Resenha: Dear Martin, Nic Stone

Eu decidi esse ano, principalmente por causa do blog, me dedicar mais a ler livros com protagonismo negro e escrito por autores negros. Também decidi que vou parar de pegar livros que mostram o sofrimento de pessoas negras, mas isso não deu tão certo porque todos os dias as pessoas negras sofrem. 

Eu comprei vários livros essa semana e provavelmente vou comprar mais na Black Friday, e entre eles estava a obra de Nic Stone, Dear Martin, ou em português, Cartas para Martin. É um livro curtinho com apenas 208 páginas e uma escrita fácil de se entender (para quem quiser comprar em inglês). É um livro que mostra a vida de um garoto, Justyce McAllister, que vê em uma ceninha da sua namorada, a chamada para ele acordar para vida e perceber o que o rodeava. 

Capa do livro Dear Martin, de Nic Stone

O menino que tentava fazer sua ex-namorada entrar dentro do carro e não dirigir bêbada, se viu algemado e preso apenas por ser negro. Simplesmente por "se encaixar no perfil de um bandido" como o próprio policial afirma. Após isso, viu em suas aulas de debate (ele estudava em uma escola preparatória para a faculdade burguesa safada, por isso a aula diferenciada) como os racismos não velados se espalhavam como capim.
==========
O QUE SE PEDE: Segundo a resenha de Dear Martin, quantas páginas tem o livro?

MATERIAL FORNECIDO:
==========
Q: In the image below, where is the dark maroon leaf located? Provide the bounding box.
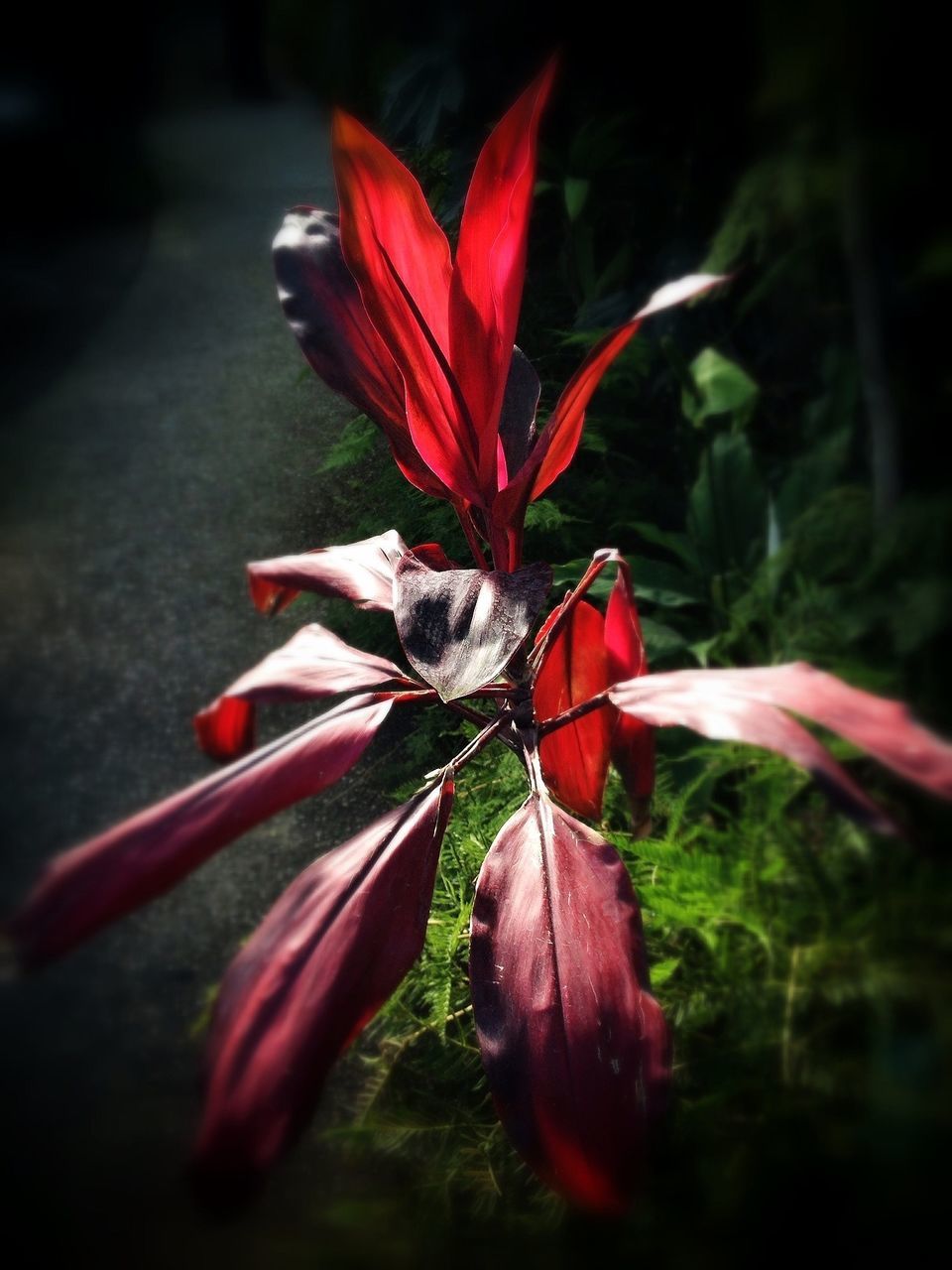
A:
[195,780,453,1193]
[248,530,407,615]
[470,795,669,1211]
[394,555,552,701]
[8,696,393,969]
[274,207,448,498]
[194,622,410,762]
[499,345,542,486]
==========
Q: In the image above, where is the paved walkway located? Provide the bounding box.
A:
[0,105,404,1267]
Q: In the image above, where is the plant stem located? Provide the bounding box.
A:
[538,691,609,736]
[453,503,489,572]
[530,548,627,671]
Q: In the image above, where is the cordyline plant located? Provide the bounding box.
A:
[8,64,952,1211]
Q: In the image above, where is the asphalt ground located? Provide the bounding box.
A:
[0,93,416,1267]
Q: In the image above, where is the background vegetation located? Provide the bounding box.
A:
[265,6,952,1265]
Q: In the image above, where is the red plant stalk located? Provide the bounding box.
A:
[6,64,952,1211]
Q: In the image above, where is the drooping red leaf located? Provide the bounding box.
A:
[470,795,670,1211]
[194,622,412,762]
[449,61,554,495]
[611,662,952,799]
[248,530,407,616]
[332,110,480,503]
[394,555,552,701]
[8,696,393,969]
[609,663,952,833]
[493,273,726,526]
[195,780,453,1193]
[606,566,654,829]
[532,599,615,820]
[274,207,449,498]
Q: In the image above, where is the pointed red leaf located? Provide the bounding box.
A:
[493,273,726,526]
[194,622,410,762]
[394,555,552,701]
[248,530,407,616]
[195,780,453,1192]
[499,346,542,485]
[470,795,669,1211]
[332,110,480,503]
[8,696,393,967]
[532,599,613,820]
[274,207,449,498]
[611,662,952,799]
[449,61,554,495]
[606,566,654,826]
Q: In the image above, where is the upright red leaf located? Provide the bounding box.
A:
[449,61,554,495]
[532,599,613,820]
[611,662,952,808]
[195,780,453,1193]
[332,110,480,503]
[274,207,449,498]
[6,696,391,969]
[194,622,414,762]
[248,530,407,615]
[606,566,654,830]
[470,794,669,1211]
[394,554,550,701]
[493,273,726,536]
==========
SOLUÇÃO ABAIXO: O livro tem apenas 208 páginas.